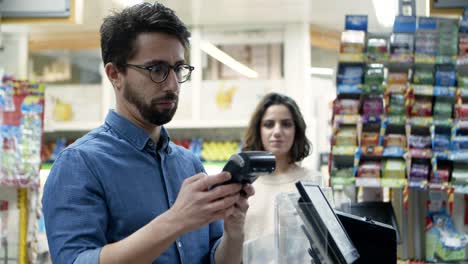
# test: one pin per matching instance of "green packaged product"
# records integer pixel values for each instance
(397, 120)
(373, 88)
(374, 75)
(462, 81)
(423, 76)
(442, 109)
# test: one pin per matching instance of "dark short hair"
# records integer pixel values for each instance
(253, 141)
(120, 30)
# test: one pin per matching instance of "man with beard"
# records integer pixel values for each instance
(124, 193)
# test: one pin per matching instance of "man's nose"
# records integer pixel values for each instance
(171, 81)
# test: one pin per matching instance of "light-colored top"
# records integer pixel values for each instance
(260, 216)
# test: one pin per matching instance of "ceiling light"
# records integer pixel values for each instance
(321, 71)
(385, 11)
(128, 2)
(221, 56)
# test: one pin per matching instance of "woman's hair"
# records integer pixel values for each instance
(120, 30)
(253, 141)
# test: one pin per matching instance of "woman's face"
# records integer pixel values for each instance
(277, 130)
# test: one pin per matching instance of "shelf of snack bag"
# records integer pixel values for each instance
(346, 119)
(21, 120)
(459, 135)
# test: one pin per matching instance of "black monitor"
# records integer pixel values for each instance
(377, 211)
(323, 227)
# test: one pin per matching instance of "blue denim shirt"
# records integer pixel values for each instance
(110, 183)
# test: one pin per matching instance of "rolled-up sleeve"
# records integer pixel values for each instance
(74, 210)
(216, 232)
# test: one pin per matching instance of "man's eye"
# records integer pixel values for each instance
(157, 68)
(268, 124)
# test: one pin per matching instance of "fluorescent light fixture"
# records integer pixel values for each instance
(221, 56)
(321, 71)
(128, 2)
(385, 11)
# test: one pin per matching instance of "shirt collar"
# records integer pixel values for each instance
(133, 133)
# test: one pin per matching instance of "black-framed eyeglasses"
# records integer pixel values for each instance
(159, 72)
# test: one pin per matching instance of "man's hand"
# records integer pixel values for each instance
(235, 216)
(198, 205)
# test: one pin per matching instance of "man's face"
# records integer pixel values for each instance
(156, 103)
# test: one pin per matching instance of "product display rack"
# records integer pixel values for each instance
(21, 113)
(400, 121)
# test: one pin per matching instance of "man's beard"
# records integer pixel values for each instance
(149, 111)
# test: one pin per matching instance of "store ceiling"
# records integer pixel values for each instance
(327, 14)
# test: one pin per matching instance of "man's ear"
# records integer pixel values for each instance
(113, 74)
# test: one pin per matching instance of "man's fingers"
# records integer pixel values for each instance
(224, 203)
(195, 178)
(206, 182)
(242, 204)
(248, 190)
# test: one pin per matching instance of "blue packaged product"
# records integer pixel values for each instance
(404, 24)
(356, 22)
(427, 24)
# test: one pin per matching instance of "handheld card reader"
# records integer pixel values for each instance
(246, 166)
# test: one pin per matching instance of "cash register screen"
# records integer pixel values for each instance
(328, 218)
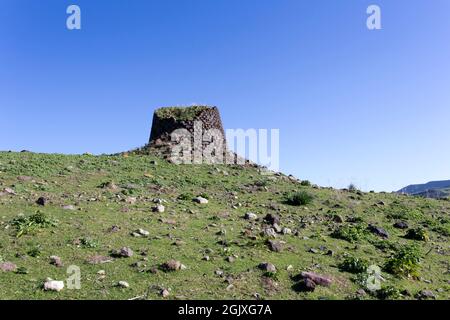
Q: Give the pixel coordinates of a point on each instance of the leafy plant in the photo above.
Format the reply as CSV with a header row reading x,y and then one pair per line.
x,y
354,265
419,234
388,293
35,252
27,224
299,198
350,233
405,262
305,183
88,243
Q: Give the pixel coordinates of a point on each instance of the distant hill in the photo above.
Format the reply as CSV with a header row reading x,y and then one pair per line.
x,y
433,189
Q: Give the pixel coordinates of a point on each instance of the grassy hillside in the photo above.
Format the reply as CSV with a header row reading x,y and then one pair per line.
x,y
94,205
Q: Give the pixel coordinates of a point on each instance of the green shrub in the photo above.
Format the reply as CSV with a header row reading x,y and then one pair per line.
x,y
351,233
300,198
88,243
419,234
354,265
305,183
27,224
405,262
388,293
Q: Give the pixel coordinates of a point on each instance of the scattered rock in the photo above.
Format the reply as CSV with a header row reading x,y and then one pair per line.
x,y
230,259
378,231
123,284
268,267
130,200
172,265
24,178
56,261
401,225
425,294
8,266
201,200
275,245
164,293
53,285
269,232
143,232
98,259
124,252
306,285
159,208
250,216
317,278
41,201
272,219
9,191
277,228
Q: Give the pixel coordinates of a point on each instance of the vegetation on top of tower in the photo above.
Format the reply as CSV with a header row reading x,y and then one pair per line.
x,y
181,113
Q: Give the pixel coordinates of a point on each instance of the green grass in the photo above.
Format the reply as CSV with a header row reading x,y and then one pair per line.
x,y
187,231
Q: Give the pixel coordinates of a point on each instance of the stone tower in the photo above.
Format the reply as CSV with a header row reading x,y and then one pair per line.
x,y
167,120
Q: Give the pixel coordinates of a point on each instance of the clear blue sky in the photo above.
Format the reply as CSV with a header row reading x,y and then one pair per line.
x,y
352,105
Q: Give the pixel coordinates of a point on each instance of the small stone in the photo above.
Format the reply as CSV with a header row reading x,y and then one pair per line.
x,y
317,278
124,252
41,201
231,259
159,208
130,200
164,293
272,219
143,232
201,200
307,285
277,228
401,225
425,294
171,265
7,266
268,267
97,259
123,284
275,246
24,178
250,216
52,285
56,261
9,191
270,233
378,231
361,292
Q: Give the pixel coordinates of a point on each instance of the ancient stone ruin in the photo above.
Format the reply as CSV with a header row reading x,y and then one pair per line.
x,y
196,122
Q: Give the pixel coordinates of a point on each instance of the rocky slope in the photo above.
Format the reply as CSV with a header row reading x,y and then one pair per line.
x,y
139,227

++++

▶ **Task instructions**
Locate the line with "stone tower in the photo above." in the entries above; extract it and every line after it, verbatim.

▶ **Written solution**
Q: Give the pixel coordinates of a point on each instance of the stone tower in the photo above.
Format the reply as CSV with a header row reading x,y and then one pair per line.
x,y
167,120
Q: Give the pixel coordinates of a point on each instance of the clear blue sky in the photo above.
Format the reply as CSV with a header row reading x,y and then one pair per line.
x,y
352,105
Q: Give the pixel coordinates of a point on each instance of the small stone in the photo above.
Format the reply as CSV with a header row reading x,y and then one pair per line.
x,y
317,278
124,252
41,201
231,259
159,208
130,200
164,293
272,219
143,232
201,200
307,285
277,228
401,225
425,294
171,265
7,266
268,267
97,259
123,284
275,246
24,178
250,216
52,285
56,261
9,191
270,233
378,231
361,292
Q: Give the pixel coordinates of a point on each instance of the ancient stone ruin in the photo above.
Format the reply as CSV with a header row reading x,y and then one pair per line.
x,y
196,122
Q: Give the pixel coordinates of a point on each instance of the rocky slope in the photo above.
Format the reply as CSV with a header row reading x,y and then one pair per line.
x,y
139,227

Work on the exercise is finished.